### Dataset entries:
————————
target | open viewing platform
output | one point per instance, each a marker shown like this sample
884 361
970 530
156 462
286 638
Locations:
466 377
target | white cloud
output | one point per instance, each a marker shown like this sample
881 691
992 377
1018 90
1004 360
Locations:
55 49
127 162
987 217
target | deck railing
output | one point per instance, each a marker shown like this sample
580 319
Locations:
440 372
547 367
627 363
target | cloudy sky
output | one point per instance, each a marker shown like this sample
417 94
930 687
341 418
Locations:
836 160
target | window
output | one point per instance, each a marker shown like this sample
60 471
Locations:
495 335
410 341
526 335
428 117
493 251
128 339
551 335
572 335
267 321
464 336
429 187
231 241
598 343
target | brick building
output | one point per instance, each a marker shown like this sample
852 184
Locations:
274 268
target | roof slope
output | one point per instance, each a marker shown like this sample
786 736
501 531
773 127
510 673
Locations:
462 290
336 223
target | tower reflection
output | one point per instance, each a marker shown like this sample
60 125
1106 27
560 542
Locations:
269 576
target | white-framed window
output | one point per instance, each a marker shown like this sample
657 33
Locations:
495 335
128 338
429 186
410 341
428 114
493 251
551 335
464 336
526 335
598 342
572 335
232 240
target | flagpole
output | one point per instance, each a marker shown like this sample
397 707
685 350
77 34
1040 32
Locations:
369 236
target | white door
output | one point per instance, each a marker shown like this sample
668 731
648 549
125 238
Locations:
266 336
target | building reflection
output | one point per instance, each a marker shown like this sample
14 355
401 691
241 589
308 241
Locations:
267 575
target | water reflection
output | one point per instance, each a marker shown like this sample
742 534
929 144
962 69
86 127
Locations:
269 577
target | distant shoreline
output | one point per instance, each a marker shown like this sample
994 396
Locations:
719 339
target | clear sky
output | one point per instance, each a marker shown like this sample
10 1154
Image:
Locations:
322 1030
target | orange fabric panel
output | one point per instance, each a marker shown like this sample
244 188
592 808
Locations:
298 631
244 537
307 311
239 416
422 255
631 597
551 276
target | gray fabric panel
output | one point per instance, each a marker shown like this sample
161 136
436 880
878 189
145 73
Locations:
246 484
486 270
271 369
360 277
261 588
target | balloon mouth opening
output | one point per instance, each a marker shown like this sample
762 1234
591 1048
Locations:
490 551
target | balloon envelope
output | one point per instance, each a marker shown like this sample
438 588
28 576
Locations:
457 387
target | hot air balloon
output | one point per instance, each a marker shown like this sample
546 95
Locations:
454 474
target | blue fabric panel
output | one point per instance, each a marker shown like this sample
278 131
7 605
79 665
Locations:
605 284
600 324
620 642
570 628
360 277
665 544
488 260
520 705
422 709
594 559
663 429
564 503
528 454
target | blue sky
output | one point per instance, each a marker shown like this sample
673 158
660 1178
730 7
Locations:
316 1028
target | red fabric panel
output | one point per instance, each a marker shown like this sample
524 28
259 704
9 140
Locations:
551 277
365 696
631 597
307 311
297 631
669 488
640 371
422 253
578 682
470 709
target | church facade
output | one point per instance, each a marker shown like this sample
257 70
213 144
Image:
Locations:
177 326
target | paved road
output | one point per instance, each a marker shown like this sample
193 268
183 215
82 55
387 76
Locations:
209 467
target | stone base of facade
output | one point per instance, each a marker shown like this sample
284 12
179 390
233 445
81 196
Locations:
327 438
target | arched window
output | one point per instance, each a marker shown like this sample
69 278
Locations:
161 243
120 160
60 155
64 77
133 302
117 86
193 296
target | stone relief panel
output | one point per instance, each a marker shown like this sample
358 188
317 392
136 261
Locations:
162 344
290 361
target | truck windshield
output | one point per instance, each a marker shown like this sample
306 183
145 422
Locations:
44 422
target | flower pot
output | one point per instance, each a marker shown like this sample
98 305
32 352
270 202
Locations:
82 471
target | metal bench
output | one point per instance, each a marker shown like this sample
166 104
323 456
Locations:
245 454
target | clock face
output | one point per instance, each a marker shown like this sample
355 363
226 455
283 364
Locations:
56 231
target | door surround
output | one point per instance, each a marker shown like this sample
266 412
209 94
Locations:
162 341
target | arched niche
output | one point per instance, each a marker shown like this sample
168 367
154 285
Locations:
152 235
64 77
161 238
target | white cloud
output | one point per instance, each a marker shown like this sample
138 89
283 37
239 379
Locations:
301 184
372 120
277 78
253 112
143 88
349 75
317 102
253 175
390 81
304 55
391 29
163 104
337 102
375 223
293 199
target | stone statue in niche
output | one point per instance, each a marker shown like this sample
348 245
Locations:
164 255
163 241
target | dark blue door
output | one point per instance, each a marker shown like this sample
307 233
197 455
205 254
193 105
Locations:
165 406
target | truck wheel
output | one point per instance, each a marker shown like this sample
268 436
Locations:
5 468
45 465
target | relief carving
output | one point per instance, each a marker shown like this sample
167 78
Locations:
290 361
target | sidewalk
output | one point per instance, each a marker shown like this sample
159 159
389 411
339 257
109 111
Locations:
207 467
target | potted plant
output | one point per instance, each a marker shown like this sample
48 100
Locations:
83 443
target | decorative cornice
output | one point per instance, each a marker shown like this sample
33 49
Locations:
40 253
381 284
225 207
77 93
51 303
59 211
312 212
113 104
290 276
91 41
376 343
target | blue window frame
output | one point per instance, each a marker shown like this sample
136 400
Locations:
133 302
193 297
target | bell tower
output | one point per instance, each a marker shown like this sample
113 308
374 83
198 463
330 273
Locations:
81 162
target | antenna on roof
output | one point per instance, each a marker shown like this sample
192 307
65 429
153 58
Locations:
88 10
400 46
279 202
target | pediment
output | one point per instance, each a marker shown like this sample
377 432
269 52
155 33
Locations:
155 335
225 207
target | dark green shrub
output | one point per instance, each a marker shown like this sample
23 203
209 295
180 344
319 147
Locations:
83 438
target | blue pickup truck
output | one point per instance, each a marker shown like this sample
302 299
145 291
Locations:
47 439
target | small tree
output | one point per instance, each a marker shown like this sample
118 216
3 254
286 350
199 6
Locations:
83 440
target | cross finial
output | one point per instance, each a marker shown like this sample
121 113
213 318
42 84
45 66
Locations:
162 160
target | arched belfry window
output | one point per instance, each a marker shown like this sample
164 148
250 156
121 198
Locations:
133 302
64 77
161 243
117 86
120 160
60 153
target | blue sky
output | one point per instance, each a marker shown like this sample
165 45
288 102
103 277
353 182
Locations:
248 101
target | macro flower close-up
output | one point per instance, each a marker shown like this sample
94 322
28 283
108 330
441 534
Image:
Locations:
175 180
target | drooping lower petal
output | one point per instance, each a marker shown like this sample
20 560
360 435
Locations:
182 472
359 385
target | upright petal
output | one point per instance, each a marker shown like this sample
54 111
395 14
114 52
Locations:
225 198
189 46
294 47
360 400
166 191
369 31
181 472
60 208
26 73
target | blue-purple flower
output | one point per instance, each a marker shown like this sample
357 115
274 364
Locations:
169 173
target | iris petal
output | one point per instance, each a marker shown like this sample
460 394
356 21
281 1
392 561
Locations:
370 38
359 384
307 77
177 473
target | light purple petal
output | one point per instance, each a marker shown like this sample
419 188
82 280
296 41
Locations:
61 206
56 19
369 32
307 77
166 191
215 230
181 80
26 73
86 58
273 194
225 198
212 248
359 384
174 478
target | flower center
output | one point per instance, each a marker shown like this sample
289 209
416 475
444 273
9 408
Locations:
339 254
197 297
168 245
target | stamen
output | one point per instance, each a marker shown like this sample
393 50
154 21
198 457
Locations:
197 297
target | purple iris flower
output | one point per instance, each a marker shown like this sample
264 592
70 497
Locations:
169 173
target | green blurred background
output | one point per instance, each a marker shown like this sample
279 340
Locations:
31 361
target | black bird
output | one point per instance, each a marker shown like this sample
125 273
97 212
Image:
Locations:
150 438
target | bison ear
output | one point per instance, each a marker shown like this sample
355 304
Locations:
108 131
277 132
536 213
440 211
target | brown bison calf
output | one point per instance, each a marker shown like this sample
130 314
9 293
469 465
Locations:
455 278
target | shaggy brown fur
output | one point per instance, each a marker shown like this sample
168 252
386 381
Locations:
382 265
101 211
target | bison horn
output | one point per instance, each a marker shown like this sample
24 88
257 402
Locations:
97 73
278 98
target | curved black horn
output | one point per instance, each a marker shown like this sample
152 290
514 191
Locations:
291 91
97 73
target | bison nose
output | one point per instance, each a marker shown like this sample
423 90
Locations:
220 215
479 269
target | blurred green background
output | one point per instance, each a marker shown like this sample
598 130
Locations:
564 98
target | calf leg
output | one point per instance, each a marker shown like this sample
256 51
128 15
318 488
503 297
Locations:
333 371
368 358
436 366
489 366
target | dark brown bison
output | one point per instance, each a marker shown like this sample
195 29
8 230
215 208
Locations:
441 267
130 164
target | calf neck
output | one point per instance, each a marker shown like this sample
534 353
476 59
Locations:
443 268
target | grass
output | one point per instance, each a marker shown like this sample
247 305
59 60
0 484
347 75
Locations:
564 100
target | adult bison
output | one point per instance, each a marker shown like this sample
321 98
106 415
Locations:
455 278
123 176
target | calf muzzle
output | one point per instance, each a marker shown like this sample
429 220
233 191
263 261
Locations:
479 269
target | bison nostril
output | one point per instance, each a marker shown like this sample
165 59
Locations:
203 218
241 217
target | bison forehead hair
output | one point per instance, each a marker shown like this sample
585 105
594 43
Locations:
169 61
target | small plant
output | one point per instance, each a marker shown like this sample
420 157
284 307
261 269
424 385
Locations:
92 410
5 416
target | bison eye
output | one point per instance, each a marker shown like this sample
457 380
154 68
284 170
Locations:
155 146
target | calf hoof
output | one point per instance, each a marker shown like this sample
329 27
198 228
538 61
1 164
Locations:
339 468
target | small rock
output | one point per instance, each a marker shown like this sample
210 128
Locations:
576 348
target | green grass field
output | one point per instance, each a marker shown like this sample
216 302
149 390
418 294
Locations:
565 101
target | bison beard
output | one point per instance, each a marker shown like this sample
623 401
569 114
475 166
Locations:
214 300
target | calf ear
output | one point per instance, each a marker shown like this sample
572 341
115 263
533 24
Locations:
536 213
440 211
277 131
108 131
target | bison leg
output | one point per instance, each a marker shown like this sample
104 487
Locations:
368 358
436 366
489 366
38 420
————————
### Work required:
Look through the data above and return each line where the string "niche" occurs.

### Solution for this exercise:
target | arched niche
target | stone statue in niche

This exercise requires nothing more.